[begin Input for this task]

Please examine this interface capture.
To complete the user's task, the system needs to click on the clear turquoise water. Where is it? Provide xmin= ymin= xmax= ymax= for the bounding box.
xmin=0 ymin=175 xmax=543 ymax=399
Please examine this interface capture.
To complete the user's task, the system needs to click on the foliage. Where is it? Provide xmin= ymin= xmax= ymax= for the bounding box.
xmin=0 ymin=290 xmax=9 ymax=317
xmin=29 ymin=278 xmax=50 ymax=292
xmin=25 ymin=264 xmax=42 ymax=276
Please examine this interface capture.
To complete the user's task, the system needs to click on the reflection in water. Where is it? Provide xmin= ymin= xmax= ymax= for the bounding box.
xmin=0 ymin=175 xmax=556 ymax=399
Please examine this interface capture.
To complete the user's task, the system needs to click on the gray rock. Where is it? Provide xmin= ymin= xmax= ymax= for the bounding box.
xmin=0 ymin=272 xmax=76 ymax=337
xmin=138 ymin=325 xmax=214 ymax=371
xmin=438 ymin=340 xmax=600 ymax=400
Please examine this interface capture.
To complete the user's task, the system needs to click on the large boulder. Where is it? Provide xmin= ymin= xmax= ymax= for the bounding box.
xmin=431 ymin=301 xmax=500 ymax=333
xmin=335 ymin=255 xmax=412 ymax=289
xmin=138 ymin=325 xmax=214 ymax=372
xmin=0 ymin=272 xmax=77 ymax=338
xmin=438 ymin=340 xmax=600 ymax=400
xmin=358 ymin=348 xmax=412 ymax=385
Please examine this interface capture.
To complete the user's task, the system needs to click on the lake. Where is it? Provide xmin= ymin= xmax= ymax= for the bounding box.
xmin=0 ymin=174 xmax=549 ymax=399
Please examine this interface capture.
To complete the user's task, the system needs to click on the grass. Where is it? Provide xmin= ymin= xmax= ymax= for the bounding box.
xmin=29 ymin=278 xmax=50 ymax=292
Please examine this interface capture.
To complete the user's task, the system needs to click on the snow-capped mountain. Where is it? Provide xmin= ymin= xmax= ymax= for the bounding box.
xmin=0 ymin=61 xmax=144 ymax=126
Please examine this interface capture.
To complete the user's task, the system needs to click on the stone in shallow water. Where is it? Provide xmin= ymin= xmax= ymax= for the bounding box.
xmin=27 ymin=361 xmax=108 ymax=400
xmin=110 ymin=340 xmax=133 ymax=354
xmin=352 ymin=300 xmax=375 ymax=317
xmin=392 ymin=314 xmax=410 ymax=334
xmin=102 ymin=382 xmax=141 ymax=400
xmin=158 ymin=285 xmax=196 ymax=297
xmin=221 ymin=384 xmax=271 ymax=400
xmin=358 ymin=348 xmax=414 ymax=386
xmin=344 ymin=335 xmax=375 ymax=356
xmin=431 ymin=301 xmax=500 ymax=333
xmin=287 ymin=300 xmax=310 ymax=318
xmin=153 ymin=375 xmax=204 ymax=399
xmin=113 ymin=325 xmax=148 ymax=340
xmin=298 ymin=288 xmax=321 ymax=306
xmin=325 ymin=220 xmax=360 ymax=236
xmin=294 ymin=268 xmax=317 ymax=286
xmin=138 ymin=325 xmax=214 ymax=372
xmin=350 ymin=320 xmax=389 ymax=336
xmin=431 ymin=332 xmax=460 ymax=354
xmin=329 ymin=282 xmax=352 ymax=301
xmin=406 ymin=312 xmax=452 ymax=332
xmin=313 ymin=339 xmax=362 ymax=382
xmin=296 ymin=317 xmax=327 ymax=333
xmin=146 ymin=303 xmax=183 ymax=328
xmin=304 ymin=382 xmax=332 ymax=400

[end Input for this task]
[begin Input for this task]

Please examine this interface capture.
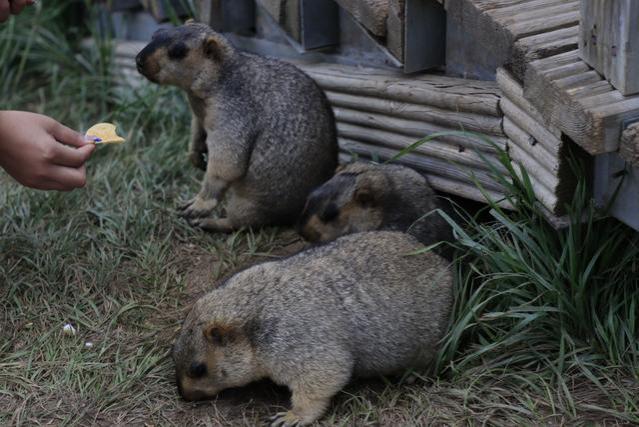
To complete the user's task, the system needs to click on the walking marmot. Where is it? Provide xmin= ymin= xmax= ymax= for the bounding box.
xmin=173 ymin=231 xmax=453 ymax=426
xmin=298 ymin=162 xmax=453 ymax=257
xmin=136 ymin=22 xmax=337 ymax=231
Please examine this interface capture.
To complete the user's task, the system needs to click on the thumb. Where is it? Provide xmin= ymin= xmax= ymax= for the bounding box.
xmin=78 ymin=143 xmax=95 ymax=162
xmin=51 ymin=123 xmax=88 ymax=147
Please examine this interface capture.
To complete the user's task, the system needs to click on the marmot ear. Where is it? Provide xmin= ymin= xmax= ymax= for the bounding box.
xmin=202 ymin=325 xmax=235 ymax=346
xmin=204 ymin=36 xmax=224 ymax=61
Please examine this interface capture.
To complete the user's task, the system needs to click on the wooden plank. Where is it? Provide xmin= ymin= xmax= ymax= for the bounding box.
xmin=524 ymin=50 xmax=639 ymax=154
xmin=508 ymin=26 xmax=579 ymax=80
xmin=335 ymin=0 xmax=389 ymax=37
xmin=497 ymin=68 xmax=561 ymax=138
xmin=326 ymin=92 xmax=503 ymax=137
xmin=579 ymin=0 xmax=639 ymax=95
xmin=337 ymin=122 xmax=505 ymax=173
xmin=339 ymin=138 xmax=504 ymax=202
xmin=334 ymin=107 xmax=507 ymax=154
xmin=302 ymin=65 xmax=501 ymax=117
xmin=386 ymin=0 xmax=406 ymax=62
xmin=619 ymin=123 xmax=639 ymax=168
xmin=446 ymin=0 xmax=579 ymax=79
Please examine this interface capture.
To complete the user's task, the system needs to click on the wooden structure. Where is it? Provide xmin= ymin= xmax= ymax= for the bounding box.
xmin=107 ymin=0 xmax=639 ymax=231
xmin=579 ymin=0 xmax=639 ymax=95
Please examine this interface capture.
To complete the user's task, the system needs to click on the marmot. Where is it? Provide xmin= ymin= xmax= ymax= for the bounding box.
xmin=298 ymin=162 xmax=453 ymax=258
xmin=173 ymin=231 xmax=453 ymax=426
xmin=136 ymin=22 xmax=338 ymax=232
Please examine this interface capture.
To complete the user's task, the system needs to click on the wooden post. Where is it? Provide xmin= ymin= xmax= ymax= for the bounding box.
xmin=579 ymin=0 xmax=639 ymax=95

[end Input for this task]
[begin Input for this task]

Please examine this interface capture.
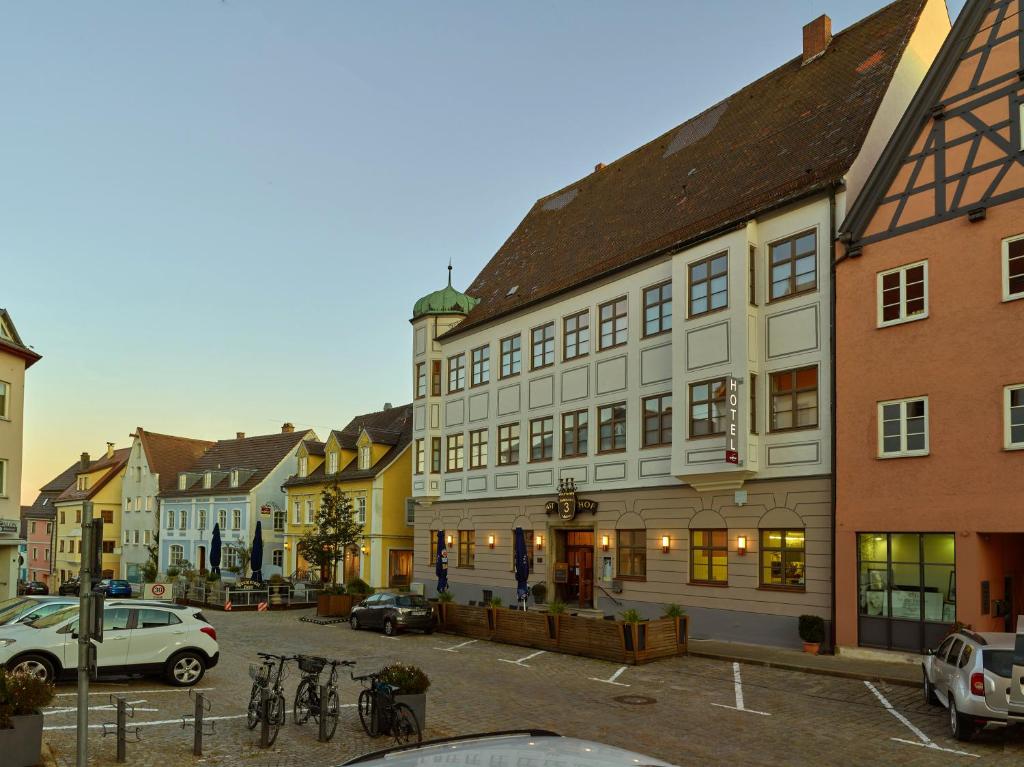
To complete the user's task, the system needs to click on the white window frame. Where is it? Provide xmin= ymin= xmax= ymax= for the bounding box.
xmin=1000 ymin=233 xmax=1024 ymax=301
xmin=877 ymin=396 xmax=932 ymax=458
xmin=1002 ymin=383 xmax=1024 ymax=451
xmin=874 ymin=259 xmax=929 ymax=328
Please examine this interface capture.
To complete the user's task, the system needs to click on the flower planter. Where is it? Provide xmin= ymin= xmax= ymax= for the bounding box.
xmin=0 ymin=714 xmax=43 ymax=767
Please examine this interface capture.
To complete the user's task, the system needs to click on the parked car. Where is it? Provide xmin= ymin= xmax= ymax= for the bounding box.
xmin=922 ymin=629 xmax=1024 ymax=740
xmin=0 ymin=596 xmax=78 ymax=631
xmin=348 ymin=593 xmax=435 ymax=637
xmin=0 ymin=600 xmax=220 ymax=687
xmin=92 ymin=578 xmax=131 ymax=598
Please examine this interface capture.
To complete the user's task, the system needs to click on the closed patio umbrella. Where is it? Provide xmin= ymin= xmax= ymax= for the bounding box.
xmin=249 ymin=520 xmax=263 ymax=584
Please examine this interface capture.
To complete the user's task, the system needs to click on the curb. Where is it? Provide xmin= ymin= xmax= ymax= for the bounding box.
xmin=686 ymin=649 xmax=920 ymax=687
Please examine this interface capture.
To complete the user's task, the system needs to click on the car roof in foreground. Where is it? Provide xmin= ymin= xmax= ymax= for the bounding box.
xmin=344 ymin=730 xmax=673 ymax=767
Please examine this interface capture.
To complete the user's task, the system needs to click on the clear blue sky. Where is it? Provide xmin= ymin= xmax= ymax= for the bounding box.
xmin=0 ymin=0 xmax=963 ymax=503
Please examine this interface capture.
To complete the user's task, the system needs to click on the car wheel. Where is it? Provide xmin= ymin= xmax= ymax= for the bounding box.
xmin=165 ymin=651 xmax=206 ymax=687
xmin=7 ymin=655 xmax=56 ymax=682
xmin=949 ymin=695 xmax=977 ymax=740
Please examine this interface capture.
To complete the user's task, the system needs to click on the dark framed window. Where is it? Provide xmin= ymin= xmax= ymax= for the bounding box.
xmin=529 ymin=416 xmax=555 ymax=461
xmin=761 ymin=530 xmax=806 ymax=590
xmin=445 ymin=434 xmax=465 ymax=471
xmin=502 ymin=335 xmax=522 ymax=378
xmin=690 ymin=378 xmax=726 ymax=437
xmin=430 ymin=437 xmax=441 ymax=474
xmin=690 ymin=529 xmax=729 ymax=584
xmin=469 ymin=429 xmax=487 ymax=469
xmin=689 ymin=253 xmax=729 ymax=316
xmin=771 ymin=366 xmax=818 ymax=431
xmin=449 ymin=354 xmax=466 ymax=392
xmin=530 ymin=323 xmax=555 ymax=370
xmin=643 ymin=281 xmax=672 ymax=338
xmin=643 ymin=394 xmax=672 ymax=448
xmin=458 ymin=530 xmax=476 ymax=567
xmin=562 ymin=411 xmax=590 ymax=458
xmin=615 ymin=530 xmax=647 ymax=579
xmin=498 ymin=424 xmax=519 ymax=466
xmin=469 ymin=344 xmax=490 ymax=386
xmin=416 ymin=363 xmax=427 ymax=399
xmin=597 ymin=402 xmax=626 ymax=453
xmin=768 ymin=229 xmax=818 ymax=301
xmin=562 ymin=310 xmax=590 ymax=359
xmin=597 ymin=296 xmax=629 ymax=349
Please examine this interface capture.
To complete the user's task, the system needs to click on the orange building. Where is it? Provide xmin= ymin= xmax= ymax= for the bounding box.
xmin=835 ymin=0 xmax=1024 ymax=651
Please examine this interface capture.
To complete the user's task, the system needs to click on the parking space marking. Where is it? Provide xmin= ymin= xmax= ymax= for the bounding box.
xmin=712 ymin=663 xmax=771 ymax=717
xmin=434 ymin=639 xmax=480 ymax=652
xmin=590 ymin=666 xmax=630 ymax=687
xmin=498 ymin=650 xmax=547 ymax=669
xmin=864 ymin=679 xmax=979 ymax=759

[end Input for this task]

What you need to do:
Count the lines in the dataset items above that contain the string "window". Give only the number.

Solution to the problem:
2